**Text shown:**
◆ ◆ ◆ ◆ ◆ ◆ ◆

Discovery, Inc. (DISCA) has joined the increasingly crowded subscription video-on-demand (SVOD) space, launching discovery+ on Jan. 4. For $4.99 per month, subscribers can browse a portfolio that includes HGTV, Food Network, TLC, Travel Channel, and its home-grown Discovery Channel. The company plans local language versions in 25 key markets in 2021, including Scandinavia, Italy, the Netherlands, and Spain, and it is already rolling out U.K., Ireland, and India versions.
Key Takeaways
- Discovery will launch the discovery+ SVOD service in January 2021.
- The stock has underperformed the broad market for seven years and pays no dividend.
- The service will have to compete for customers in the increasingly overcrowded space.

◆ ◆ ◆ ◆ ◆ ◆ ◆

**Record excerpts:**
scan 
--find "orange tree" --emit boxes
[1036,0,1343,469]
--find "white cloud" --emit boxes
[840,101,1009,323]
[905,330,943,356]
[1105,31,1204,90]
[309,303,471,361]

◆ ◆ ◆ ◆ ◆ ◆ ◆

**Objectives:**
- a) Print the discovery+ passage from "Discovery, Inc. (DISCA)" to "pays no dividend.".
- b) Based on the discovery+ passage, answer yes or no to each statement, and quote the words from the passage that settle it: (i) A discovery+ subscription costs $4.99 per month. (ii) The Discovery stock pays a dividend. (iii) The company plans local language versions in 25 key markets in 2021.
- c) Pick up the discovery+ passage after its last sentence and keep writing it.

**Answers for the tasks:**
- a)
Discovery, Inc. (DISCA) has joined the increasingly crowded subscription video-on-demand (SVOD) space, launching discovery+ on Jan. 4. For $4.99 per month, subscribers can browse a portfolio that includes HGTV, Food Network, TLC, Travel Channel, and its home-grown Discovery Channel. The company plans local language versions in 25 key markets in 2021, including Scandinavia, Italy, the Netherlands, and Spain, and it is already rolling out U.K., Ireland, and India versions.
Key Takeaways
- Discovery will launch the discovery+ SVOD service in January 2021.
- The stock has underperformed the broad market for seven years and pays no dividend.

- b)
(i) Yes: "For $4.99 per month, subscribers can browse a portfolio"
(ii) No: "pays no dividend"
(iii) Yes: "The company plans local language versions in 25 key markets in 2021"

- c)
The media giant will have to compete for limited subscriber funds that have been scooped up by Netflix, Inc. (NFLX), The Walt Disney Company (DIS), Apple Inc. (AAPL), Amazon.com, Inc. (AMZN), AT&T Inc. (T), Comcast Corporation (CMCSA), and other specialty streamers in 2020. This market isn't infinite, and smaller services risk a backlash from customers who want bundled services that offer deep discounts. That should sound familiar because it's the operating model used for decades by traditional broadcasting, cable, and satellite operators.
Discovery stock has underperformed in recent years, posting an all-time high nearly seven years ago and entering a decline that hit a multi-year low in 2017. Even worse, it pays no dividend. Price action has been stuck in the lower half of the trading range for the past three years but may have turned the corner in 2020, underpinned by improved sentiment. Even so, it is still trading below the first quarter peak, unlike many issues that have lifted to 52-week highs this December.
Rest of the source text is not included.